TASK |
Give back exactly the line containing "In this exercise you will locate the brown" together with all the lines after it, ending at the final line below.

:::::

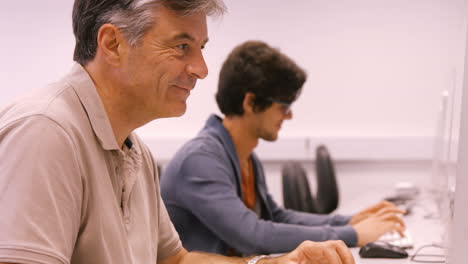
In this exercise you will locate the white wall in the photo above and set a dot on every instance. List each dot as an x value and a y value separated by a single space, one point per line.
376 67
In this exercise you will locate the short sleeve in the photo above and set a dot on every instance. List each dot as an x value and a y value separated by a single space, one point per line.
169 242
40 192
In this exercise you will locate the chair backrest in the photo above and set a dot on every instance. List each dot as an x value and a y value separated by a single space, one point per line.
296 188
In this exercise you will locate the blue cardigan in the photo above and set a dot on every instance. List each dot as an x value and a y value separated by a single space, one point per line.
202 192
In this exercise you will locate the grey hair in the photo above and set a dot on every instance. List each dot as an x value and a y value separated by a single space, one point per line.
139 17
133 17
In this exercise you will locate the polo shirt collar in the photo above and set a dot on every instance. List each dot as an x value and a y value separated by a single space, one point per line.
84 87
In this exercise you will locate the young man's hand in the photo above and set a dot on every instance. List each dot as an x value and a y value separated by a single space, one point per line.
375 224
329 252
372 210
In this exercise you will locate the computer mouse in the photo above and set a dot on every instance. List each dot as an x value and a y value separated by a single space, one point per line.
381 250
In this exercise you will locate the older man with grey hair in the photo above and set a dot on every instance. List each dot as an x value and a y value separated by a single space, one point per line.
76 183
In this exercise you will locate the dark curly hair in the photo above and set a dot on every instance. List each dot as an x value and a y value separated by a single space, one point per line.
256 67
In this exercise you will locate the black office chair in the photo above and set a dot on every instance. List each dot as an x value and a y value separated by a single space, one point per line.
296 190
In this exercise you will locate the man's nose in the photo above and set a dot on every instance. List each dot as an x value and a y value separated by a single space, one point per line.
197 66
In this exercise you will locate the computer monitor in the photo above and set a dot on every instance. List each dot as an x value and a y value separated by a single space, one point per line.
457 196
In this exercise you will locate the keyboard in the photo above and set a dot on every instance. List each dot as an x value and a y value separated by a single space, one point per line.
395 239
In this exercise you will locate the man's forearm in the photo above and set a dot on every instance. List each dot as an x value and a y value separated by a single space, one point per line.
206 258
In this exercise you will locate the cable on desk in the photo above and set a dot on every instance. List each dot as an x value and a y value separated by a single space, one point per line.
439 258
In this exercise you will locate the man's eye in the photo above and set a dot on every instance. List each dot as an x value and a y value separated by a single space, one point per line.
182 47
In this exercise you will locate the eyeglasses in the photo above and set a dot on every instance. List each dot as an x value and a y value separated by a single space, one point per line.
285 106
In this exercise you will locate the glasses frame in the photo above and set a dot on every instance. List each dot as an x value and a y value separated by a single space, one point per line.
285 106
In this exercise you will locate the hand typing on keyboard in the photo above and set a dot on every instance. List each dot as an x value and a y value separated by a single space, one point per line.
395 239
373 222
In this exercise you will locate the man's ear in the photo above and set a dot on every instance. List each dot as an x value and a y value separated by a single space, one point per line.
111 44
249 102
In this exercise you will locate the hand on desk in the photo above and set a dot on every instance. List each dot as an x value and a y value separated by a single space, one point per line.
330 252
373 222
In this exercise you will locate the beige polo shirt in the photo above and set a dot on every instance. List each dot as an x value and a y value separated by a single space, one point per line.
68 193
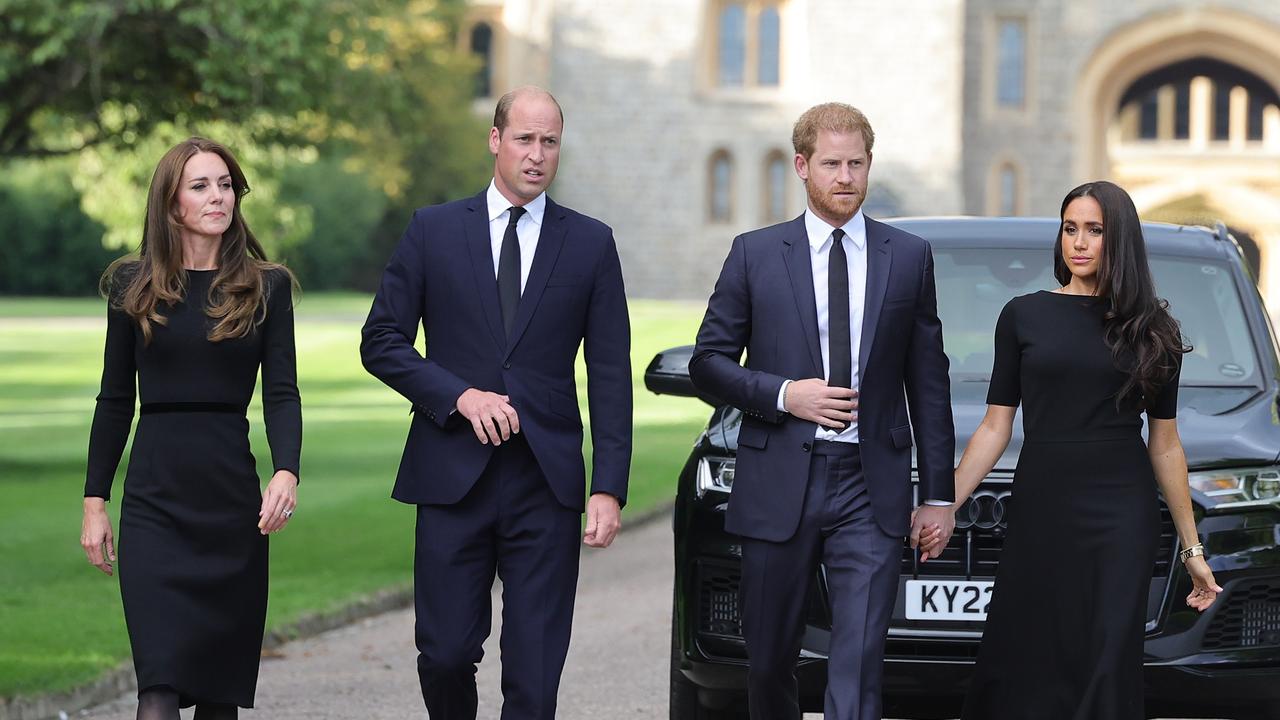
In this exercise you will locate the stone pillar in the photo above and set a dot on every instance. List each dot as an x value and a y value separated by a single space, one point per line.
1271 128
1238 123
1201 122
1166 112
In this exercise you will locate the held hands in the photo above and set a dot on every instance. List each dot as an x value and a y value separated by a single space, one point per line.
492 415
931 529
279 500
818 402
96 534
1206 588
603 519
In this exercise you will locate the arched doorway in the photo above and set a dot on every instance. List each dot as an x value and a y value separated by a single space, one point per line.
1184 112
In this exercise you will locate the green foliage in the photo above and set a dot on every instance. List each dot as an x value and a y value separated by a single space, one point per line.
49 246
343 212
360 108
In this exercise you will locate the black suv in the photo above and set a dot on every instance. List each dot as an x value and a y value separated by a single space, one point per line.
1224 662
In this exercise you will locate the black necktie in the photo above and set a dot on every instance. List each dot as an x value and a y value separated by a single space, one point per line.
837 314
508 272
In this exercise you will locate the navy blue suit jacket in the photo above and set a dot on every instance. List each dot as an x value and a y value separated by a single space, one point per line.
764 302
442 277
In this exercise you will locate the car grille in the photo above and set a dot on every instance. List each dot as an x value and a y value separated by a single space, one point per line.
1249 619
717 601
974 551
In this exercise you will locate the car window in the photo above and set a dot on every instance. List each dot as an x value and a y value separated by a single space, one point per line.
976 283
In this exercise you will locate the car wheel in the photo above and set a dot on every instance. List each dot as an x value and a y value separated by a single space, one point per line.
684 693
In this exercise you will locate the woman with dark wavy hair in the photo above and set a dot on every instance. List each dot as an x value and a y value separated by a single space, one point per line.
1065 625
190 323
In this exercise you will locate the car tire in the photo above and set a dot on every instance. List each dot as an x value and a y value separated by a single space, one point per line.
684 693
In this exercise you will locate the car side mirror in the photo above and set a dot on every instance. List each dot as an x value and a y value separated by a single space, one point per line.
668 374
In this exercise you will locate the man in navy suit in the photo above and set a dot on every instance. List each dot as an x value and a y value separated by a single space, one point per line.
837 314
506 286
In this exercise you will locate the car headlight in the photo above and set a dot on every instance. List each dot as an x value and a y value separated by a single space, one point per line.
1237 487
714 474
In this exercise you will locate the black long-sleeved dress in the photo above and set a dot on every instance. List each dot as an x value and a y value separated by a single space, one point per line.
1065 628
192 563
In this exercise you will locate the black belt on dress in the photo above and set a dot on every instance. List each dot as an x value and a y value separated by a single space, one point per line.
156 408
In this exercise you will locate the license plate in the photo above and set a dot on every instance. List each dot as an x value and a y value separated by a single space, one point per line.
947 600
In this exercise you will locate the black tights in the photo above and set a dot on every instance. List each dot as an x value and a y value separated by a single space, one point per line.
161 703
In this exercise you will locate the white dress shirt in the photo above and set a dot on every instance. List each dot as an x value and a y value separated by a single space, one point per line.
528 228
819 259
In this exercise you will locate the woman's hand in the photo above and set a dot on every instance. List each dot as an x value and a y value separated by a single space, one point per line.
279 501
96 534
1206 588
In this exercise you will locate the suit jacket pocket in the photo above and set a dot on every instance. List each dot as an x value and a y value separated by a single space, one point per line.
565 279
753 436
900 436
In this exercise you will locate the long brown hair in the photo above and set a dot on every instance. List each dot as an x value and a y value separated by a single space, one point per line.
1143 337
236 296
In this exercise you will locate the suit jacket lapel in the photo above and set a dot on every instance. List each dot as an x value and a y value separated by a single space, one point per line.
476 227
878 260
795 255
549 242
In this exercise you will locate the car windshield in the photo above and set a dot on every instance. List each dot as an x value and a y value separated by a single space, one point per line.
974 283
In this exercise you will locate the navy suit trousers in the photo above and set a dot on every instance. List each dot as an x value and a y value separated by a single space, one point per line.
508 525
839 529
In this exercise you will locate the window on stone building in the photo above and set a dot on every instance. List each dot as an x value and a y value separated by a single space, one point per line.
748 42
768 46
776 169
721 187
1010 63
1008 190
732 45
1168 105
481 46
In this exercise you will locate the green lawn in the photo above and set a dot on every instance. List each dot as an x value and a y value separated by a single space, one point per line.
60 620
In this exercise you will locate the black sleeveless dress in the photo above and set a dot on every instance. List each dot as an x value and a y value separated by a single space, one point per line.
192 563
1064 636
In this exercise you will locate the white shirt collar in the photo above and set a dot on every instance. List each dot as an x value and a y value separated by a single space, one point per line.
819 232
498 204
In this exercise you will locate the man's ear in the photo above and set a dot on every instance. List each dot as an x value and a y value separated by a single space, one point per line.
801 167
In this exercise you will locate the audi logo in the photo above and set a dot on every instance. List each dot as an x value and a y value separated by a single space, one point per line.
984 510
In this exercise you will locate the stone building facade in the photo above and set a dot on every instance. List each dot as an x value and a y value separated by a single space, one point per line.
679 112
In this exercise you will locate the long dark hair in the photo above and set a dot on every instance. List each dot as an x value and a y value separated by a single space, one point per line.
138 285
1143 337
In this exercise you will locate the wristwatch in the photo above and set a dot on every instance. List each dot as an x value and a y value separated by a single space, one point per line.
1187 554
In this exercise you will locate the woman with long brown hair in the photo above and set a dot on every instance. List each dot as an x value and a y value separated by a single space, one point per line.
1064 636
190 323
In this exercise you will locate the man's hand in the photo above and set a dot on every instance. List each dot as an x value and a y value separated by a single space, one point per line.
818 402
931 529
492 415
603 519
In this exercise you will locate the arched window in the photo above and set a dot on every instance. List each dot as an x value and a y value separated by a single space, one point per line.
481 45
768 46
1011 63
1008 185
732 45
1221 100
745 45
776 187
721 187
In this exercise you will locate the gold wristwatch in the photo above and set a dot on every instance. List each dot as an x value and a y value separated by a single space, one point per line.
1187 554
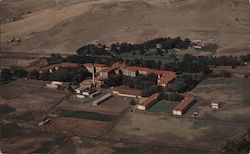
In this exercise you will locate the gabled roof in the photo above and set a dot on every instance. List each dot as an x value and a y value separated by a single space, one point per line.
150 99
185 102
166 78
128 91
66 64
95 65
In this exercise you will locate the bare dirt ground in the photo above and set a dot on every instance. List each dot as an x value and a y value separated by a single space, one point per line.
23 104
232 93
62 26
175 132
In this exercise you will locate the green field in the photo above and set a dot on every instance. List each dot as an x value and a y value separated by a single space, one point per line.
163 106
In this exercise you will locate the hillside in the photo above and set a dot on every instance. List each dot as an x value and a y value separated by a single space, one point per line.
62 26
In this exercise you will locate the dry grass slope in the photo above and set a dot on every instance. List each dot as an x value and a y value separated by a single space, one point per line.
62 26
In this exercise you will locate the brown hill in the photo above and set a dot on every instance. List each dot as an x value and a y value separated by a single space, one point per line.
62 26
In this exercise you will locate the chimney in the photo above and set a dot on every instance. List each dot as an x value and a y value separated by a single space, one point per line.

:::::

TASK RESULT |
In this exercise you will locate the brown hill in the photo above and set a dot on every instance. List each dot as an x value and a y value separated by a single space, one point per line.
62 26
In this exercise you will locate the chimney in the photo above and set a dot on every instance. List each dot as an x value and a y value separated by a single space, one point per line.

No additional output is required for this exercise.